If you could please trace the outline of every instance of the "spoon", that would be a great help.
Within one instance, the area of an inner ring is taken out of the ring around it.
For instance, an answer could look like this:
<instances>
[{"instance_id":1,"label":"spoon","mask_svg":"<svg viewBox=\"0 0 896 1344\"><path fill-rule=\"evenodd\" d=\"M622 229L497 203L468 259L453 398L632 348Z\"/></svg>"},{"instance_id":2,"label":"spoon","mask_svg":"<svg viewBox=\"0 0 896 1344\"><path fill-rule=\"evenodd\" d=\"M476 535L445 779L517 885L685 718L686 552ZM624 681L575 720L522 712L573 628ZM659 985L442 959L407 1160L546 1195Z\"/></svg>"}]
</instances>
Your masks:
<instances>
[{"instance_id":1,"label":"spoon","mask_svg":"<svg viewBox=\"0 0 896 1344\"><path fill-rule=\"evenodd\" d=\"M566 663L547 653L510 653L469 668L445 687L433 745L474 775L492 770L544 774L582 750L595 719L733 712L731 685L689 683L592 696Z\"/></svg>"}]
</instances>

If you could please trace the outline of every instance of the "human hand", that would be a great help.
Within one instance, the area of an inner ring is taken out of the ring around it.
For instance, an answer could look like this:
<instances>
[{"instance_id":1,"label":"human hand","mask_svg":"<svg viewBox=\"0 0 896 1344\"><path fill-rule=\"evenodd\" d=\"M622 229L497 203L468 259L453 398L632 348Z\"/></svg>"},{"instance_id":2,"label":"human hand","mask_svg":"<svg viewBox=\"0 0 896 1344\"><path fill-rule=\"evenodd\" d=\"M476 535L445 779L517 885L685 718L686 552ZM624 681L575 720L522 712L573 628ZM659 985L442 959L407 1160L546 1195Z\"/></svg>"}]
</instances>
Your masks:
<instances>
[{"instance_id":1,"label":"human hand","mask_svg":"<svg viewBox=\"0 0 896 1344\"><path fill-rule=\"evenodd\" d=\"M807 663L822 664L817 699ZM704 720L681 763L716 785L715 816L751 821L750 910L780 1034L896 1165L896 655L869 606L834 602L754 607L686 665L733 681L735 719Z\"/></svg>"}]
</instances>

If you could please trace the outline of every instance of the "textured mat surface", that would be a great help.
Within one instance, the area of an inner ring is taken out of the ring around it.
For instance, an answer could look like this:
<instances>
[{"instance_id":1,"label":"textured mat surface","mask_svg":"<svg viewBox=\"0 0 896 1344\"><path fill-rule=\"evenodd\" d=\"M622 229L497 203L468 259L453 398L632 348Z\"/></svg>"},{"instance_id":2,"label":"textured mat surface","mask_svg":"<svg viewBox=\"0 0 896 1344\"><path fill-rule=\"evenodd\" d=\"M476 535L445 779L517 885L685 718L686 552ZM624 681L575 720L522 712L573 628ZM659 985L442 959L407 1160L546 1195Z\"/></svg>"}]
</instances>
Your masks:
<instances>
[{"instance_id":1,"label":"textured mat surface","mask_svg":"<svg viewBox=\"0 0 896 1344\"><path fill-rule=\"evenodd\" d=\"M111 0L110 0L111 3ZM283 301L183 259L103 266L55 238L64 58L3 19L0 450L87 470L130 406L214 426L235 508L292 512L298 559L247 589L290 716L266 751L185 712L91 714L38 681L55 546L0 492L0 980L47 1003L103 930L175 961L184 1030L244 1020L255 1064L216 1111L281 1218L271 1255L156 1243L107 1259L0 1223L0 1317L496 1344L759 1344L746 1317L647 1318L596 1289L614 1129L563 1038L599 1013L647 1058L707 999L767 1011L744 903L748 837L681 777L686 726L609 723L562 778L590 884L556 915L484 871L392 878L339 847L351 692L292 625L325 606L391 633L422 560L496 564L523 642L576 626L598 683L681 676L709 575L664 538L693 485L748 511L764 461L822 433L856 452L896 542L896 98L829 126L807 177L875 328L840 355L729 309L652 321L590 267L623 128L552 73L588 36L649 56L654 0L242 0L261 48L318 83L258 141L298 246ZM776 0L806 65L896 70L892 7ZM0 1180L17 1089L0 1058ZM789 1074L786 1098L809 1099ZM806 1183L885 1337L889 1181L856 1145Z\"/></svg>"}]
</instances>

BRIEF: Locate each line in the listing above that contains the word "every", and copy those lines in full.

EXPECTED ANSWER:
If you could please trace the outline of every instance of the "spoon", that would be a great help.
If you could please trace the outline of every instance of the "human hand", that would be a great help.
If you could please trace the outline of every instance of the "textured mat surface", that would be a great help.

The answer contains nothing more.